Reproduce only the lines of the data from the one containing "In this photo, point at the blue tunic" through the end of the data, inclusive, with "fringed shawl" changed to "knitted scarf" and nothing else altered.
──────
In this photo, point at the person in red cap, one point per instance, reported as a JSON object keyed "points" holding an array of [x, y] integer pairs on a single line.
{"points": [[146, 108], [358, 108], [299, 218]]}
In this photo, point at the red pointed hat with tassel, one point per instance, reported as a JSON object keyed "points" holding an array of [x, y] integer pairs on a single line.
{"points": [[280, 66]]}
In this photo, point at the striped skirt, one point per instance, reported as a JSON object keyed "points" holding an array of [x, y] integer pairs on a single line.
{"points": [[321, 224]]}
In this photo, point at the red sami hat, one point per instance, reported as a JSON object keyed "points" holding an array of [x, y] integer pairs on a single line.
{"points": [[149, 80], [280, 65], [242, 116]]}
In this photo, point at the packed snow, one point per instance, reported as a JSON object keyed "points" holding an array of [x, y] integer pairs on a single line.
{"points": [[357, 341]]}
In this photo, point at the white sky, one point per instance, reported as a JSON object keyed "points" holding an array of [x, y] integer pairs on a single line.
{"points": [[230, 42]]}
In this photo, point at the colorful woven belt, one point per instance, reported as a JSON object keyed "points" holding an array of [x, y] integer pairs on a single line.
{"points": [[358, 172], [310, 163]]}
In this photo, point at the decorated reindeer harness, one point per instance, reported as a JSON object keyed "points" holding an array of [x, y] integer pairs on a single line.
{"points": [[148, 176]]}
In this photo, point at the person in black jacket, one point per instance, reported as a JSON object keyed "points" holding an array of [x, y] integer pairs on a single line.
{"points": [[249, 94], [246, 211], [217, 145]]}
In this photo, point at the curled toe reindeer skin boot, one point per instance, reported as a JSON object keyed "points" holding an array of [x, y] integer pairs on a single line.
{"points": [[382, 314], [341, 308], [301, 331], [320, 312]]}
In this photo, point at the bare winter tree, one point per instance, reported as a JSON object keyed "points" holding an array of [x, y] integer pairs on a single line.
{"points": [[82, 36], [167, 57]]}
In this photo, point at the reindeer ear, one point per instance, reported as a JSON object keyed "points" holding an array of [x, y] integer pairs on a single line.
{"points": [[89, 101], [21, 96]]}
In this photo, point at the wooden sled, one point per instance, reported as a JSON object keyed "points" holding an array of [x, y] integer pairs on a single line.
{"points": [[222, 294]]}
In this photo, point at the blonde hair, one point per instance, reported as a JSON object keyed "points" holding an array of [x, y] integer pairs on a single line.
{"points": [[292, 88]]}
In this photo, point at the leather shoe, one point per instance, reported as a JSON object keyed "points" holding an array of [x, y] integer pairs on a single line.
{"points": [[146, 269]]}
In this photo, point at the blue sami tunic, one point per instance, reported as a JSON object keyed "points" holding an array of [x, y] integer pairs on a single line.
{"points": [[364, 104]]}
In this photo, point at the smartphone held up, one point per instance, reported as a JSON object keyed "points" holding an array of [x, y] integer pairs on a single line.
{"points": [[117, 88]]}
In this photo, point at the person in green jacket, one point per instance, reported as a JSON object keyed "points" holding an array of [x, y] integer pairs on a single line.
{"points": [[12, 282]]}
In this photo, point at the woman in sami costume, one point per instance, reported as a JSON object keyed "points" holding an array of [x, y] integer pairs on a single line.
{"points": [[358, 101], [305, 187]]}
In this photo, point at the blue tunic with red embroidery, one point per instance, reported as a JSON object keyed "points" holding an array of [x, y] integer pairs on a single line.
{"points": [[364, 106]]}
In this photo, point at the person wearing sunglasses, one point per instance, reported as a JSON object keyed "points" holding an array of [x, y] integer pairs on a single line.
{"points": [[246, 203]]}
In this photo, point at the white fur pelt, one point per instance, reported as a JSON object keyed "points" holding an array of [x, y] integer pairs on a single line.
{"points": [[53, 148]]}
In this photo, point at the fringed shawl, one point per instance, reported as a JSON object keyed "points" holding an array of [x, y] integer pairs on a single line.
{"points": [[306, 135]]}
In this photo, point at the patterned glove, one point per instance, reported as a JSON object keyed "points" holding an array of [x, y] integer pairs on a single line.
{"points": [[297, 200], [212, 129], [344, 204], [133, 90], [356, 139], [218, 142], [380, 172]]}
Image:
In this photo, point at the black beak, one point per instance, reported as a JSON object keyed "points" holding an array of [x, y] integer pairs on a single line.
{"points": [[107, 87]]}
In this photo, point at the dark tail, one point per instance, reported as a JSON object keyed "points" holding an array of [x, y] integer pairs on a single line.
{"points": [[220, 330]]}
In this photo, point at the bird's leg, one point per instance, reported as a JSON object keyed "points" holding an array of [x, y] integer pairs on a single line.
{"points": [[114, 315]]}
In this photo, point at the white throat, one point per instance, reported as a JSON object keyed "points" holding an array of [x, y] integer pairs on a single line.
──────
**RESPONSE BELOW:**
In this photo, point at the blue tunic with red embroidery, one point per instance, reported as a JSON object keyed "points" holding an array of [x, y] integer pairs on a single line.
{"points": [[364, 106]]}
In this photo, point at the person wearing sunglasses, one point per instance, reported as a JSON object keyed "points" holding an array of [x, y] integer pairs on a single line.
{"points": [[246, 203]]}
In this photo, point at the white fur pelt, one point per instance, reported as a JSON object keyed "points" holding an array of [x, y] integer pairs on a single line.
{"points": [[53, 148]]}
In this photo, point at the knitted scarf, one point per instance, reported as a JSON object keyed "points" holding an array of [x, y] integer pairs on a single line.
{"points": [[306, 135]]}
In this photo, point at the patterned glove, one point per instance, reported as a JSON object keyed "points" holding an array of [x, y] integer pairs on a single line.
{"points": [[297, 200], [212, 129], [344, 204], [133, 90], [356, 139], [218, 142], [380, 172]]}
Image:
In this photo, point at the black beak, one point per instance, reported as a JSON object keyed "points" holding an array of [x, y] integer pairs on a single line.
{"points": [[107, 87]]}
In this photo, point at the dark tail, one point per instance, reported as a JSON object keyed "points" holding an array of [x, y] integer pairs on a single line.
{"points": [[220, 330]]}
In this photo, point at the bird's leg, one point per instance, reported as a JSON object keyed "points" holding an array of [x, y] integer pairs on a single line.
{"points": [[114, 315]]}
In this photo, point at the white throat, one point per instance, reported as a JSON object keyed "points" holding an array of [x, y] integer pairs on a single line.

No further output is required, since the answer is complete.